Data records:
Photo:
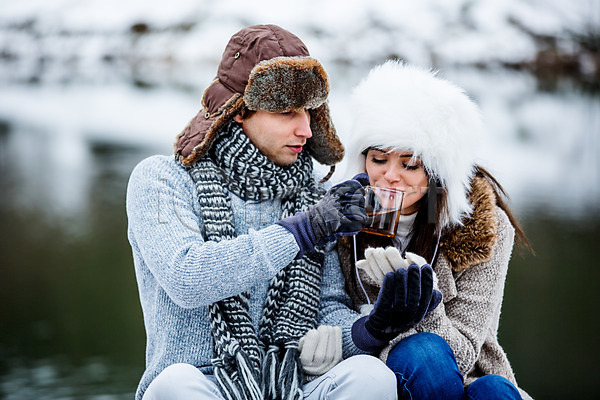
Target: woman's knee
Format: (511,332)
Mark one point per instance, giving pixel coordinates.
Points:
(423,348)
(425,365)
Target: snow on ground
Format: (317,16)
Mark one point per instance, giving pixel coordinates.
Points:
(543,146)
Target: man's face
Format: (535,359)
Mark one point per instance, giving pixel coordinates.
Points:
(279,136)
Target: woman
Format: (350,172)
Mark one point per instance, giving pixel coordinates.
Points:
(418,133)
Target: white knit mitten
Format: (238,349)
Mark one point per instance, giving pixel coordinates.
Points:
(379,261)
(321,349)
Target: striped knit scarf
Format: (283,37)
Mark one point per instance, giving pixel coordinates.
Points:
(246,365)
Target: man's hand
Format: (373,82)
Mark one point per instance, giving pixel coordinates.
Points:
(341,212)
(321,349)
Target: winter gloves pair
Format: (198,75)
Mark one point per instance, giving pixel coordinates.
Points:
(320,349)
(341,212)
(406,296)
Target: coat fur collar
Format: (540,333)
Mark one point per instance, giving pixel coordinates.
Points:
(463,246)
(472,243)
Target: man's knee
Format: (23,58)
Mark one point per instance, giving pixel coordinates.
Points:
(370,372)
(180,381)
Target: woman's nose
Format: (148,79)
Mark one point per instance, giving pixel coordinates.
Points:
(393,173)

==

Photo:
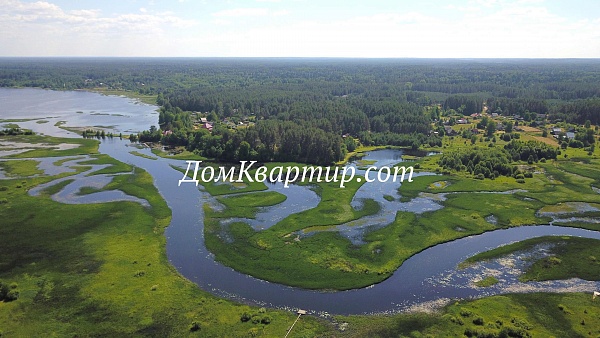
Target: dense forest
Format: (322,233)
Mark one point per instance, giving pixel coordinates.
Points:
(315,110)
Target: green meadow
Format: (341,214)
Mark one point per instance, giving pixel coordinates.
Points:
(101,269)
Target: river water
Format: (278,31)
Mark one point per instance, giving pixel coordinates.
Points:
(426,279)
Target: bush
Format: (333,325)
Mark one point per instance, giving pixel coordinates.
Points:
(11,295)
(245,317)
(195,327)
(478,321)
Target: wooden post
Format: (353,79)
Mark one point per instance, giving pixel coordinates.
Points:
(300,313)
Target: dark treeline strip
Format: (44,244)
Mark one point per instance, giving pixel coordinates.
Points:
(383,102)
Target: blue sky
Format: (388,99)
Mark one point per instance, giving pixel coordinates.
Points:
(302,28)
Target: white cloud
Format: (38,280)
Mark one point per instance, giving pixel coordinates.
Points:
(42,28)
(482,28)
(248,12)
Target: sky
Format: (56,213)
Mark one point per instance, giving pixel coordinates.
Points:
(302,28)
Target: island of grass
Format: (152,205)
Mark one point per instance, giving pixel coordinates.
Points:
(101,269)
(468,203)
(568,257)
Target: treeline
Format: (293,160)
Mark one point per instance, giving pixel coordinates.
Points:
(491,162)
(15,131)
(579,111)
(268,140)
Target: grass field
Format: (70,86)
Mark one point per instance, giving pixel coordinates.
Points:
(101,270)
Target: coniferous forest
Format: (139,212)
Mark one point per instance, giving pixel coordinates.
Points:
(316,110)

Exercise instructions: Whenever a line above includes "knit", copy it in full.

Exercise answer:
Target: white knit mitten
Target: striped knit scarf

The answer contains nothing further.